:: EXCERPTED DATA ::
▽

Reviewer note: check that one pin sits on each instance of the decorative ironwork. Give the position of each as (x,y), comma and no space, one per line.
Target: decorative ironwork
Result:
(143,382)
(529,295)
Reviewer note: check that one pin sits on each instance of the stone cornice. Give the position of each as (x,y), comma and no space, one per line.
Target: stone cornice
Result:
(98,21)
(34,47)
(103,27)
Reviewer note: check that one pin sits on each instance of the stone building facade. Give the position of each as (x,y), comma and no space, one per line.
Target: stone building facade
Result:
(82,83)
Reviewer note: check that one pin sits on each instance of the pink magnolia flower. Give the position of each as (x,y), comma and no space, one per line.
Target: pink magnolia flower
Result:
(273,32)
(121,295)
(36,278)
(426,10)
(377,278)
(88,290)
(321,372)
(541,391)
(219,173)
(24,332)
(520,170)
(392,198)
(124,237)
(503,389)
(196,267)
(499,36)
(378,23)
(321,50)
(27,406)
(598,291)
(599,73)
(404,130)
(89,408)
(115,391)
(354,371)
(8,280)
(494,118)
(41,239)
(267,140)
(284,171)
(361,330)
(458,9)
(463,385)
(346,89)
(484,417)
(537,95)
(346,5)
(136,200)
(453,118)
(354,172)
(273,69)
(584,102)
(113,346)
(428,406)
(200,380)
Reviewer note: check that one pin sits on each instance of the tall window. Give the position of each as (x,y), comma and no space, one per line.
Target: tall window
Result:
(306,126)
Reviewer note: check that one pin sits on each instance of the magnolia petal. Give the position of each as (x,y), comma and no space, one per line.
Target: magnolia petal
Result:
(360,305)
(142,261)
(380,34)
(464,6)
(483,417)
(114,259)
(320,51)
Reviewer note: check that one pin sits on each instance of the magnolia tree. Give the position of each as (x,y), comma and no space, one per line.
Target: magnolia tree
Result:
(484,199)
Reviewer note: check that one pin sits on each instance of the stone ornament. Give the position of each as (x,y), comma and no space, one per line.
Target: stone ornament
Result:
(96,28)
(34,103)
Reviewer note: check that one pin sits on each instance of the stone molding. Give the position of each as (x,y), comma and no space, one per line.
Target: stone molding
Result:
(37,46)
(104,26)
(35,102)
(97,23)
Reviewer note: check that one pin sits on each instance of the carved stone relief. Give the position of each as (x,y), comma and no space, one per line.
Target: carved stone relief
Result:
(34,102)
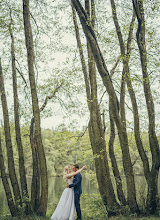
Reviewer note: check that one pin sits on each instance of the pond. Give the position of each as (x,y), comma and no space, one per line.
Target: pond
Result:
(57,185)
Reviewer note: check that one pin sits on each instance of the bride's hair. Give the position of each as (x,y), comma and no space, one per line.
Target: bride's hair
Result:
(65,172)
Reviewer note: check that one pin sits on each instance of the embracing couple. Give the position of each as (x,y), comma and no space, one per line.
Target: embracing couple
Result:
(71,195)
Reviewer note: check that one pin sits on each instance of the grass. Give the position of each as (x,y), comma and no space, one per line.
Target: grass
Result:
(92,218)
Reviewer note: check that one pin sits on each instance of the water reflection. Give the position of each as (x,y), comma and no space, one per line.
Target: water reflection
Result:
(57,185)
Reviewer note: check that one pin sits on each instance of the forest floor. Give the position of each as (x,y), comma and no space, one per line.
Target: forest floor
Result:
(112,218)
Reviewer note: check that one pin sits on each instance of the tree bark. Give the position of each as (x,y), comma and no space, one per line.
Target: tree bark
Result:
(22,172)
(152,197)
(36,113)
(96,131)
(128,169)
(11,166)
(7,189)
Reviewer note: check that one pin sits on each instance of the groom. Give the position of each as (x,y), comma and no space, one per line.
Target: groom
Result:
(77,190)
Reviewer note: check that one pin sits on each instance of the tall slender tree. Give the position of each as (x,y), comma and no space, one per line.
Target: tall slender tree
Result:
(36,112)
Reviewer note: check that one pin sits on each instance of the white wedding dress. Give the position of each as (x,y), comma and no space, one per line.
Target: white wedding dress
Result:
(65,209)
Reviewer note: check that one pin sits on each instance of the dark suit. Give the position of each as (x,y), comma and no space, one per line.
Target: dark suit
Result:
(77,192)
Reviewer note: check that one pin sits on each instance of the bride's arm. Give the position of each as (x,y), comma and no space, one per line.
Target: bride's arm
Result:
(78,171)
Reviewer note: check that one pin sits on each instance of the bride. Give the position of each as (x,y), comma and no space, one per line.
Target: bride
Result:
(65,209)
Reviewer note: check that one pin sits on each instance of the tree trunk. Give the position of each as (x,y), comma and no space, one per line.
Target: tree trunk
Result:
(96,131)
(22,172)
(36,113)
(11,167)
(152,197)
(35,188)
(116,173)
(128,169)
(7,189)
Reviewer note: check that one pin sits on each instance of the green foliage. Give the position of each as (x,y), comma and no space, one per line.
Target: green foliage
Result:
(93,207)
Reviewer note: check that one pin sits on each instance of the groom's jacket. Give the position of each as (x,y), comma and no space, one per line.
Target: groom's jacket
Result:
(77,184)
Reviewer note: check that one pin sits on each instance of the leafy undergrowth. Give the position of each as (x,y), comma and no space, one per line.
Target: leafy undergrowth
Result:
(84,218)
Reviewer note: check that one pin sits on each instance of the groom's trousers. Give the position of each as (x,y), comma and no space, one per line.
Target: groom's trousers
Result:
(77,205)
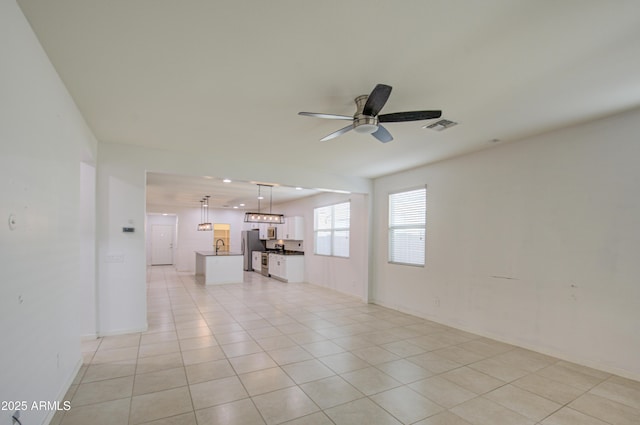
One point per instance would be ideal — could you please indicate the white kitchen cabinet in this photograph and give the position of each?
(256, 261)
(287, 268)
(292, 229)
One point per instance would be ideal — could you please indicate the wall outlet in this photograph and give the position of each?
(115, 258)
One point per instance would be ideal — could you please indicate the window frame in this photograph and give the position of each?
(391, 228)
(332, 230)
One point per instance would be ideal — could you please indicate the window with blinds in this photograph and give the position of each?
(407, 227)
(331, 229)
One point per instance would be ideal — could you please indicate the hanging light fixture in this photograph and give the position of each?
(264, 217)
(205, 225)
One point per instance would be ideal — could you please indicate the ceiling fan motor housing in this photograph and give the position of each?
(364, 123)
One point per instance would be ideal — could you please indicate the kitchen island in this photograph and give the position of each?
(219, 268)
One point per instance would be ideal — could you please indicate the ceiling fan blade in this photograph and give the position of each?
(382, 134)
(327, 116)
(376, 100)
(337, 133)
(409, 116)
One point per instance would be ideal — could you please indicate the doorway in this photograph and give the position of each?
(161, 239)
(161, 244)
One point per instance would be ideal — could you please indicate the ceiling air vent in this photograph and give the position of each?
(440, 125)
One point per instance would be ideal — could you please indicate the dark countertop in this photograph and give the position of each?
(287, 252)
(220, 254)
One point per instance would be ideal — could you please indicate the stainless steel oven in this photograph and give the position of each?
(264, 270)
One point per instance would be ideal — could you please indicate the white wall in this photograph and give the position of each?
(346, 275)
(534, 243)
(43, 140)
(87, 221)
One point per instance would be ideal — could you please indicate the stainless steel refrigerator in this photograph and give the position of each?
(250, 242)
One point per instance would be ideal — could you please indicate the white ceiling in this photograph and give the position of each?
(229, 77)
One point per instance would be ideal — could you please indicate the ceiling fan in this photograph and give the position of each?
(366, 118)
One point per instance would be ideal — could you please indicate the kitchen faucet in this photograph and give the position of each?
(217, 247)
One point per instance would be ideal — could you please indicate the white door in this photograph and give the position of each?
(161, 244)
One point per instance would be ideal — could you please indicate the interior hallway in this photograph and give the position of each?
(266, 352)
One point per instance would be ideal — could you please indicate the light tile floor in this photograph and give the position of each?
(266, 352)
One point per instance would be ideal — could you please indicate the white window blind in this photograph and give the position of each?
(407, 227)
(331, 229)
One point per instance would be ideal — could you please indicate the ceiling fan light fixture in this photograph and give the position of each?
(366, 128)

△

:: EXERCISE ::
Your answer must be the records exactly as they stand, with no pictures in it.

:: EXPECTED OUTPUT ::
Reviewer note: check that one pin sits on each instance of the decorative ironwork. Give the position of each as (x,y), comma and no space, one per line.
Target: decorative ironwork
Result:
(143,382)
(529,295)
Reviewer note: check that one pin sits on each instance of the stone cornice. Give the position of each as (x,y), comma and no space, one per line.
Target: stone cornice
Result:
(98,21)
(34,47)
(103,27)
Reviewer note: check that one pin sits on each instance of the stone building facade. Give the position of each as (x,y), comma and no space, one per line.
Target: stone building facade
Result:
(82,83)
Reviewer note: check that one pin sits on each instance of the pink magnolia flower. Give the position of each as (x,y), comma and no space, one per line.
Target: pink magnolia flower
Result:
(273,32)
(121,295)
(36,278)
(426,10)
(377,278)
(88,290)
(321,372)
(541,391)
(219,173)
(24,332)
(520,170)
(392,198)
(124,237)
(503,389)
(196,267)
(499,36)
(378,23)
(321,50)
(27,406)
(598,291)
(599,73)
(404,130)
(89,408)
(115,391)
(354,371)
(8,280)
(494,118)
(41,239)
(267,140)
(284,171)
(361,330)
(458,9)
(463,385)
(346,89)
(484,417)
(537,95)
(346,5)
(136,200)
(453,118)
(354,172)
(273,69)
(584,102)
(113,346)
(428,406)
(200,380)
Reviewer note: check that one pin sits on each instance of the tall window. Give the position of each as (x,y), comma and no space, one per line.
Target: tall window
Result:
(306,126)
Reviewer note: check that one pin sits on each instance of the magnolia petal. Give the position of each as (x,y), comma and no space, one per line.
Target: magnolia petal
Result:
(360,305)
(142,261)
(380,34)
(464,6)
(483,417)
(114,259)
(320,51)
Reviewer note: check that one pin sits on each instance of the magnolia tree. Give the position of each as (x,y), comma and no space, one per line.
Target: magnolia tree
Result:
(484,199)
Reviewer note: check that one pin sits on each instance of the stone ornament. Give the position of each as (x,y), comma and no space, one per line.
Target: stone ornament
Result:
(96,28)
(34,103)
Reviewer note: check that one pin sits on each instance of the stone molding. Give the position of each as (x,y), comma and no space, one per line.
Target: stone molding
Result:
(37,46)
(104,26)
(35,102)
(97,23)
Reviewer note: check that one pin sits on each instance of the carved stone relief. Give the position of each as (x,y), comma and no space, one per line.
Target: carved stone relief
Result:
(34,102)
Reviewer note: check that one pin sits on each instance of the pond. Give the position of each as (x,y), comma and no space, one per line.
Target: pond
Result:
(57,185)
Reviewer note: check that one pin sits on each instance of the bride's hair. Give the position of each as (x,y), comma and no space, one per line.
Target: bride's hair
Result:
(65,172)
Reviewer note: check that one pin sits on each instance of the embracing couple. Give the position of each as (x,y), comma and no space, one per line.
Target: embracing couple
Result:
(71,195)
Reviewer note: check that one pin sits on each instance of the grass. Give the position of each as (x,y), comma and no space, one per line.
Target: grass
Result:
(92,218)
Reviewer note: check that one pin sits on each instance of the water reflection. Give the position of each as (x,y), comma and no space, one per line.
Target: water reflection
Result:
(57,185)
Reviewer note: check that one pin sits on each instance of the forest floor. Give the position of each as (x,y), comma and no space, one per line.
Target: forest floor
Result:
(112,218)
Reviewer note: check that one pin sits on each instance of the tree bark. Give the position of each as (x,y), comma and no space, one per line.
Target: tree bark
Result:
(22,172)
(152,197)
(36,113)
(96,131)
(128,169)
(11,166)
(7,189)
Reviewer note: check that one pin sits on each instance of the groom. Give the position of each as (x,y), comma and no space, one per line.
Target: groom
Result:
(77,190)
Reviewer note: check that one pin sits on each instance of the tall slender tree. Give the position of each as (x,y), comma and no space, one per line.
Target: tall slender tree
Result:
(36,112)
Reviewer note: check that one pin sits on each instance of the white wedding dress. Give the position of each as (x,y), comma and no space, one per line.
Target: white wedding dress
Result:
(65,209)
Reviewer note: check that one pin sits on each instance of the dark suit. Give the position of each as (x,y), comma and no space, one per line.
Target: dark suit
Result:
(77,192)
Reviewer note: check that one pin sits on each instance of the bride's arm. Give the position of each as (x,y), comma and no space, one per line.
Target: bride's arm
Result:
(78,171)
Reviewer note: check that one pin sits on each instance of the bride. Give the position of each as (x,y), comma and no space, one per line.
Target: bride
Result:
(65,209)
Reviewer note: check that one pin sits on each instance of the tree trunk. Give the position of each as (x,y), comma and no space, one per line.
Target: tree trunk
Result:
(96,131)
(22,172)
(36,113)
(11,167)
(152,197)
(35,188)
(116,173)
(128,169)
(7,189)
Reviewer note: check that one pin sits on each instance of the green foliage. Give the position of each as (x,y), comma and no space, one per line.
Target: green foliage
Result:
(93,207)
Reviewer note: check that one pin sits on each instance of the groom's jacket. Give the position of each as (x,y), comma and no space, one per line.
Target: groom's jacket
Result:
(77,184)
Reviewer note: check that one pin sits on each instance of the leafy undergrowth. Give the position of each as (x,y), comma and no space, one per line.
Target: leafy undergrowth
Result:
(84,218)
Reviewer note: check that one pin sits on each instance of the groom's trousers. Give the position of each as (x,y), comma and no space, one per line.
Target: groom's trousers
Result:
(77,205)
One point per instance would be ideal — could you please indicate the white kitchen cabinet in this photograph and give the position of each?
(256, 261)
(287, 268)
(292, 229)
One point per instance would be ideal — could you please indicate the wall outlet in this photograph and give the position of each?
(115, 258)
One point per instance would be ideal — could you please indicate the window frame in this photograph and give the position of each?
(391, 228)
(332, 230)
One point per instance would be ideal — could you please indicate the window with blinds in this photograph and give the position of each?
(407, 227)
(331, 229)
One point per instance would be ideal — could you please indicate the hanging light fixture in this photograph and give the position of each?
(264, 217)
(205, 225)
One point per instance would be ideal — could you please indicate the ceiling fan motor housing in this photograph and give the position of each?
(364, 123)
One point per instance would be ideal — could you please indicate the kitchen island in this photograph and give the position of each?
(219, 268)
One point per instance would be ideal — could you please indicate the ceiling fan blade in this photograph and give the position of each?
(382, 134)
(327, 116)
(376, 100)
(337, 133)
(409, 116)
One point per instance would be ideal — could you please indicate the doorway in this photograph and give the position of each?
(161, 239)
(161, 244)
One point per instance would be ideal — could you please indicate the ceiling air vent in this photograph and give the position of each?
(440, 125)
One point per instance would be ideal — could you please indicate the dark countertop in this photograph and give the position of each?
(287, 252)
(220, 254)
One point per instance would be ideal — could you please indicate the stainless steel oven in this photograph and give the position of each?
(264, 270)
One point per instance would be ideal — could you please indicate the white wall in this photograph and give the position of each?
(346, 275)
(534, 243)
(43, 140)
(87, 221)
One point per instance would be ideal — could you please indicate the stainless steel refrigerator in this photograph and give the position of each?
(250, 242)
One point per instance would be ideal — could you please indicate the white ceiling in this photograph and give the position of each?
(229, 77)
One point per instance would be ideal — could you please indicate the ceiling fan in this photograph and give the position of each?
(366, 118)
One point per instance would be ideal — could you please indicate the kitchen faucet in this photograph and give the position of each?
(217, 247)
One point per instance would be ideal — could you please indicate the white door in this photograph and give the position of each?
(161, 244)
One point per instance would be ideal — could you please indicate the interior hallway in this photograph and give the position of each?
(266, 352)
One point per instance would be ideal — could you please indicate the light tile floor in this photograph and give the position of each?
(266, 352)
One point per instance would be ideal — could you please indicate the white window blind in this photograph and give the position of each?
(407, 227)
(331, 229)
One point per instance would be ideal — could you please indicate the ceiling fan light fixture in this photograph and give the position of each?
(366, 128)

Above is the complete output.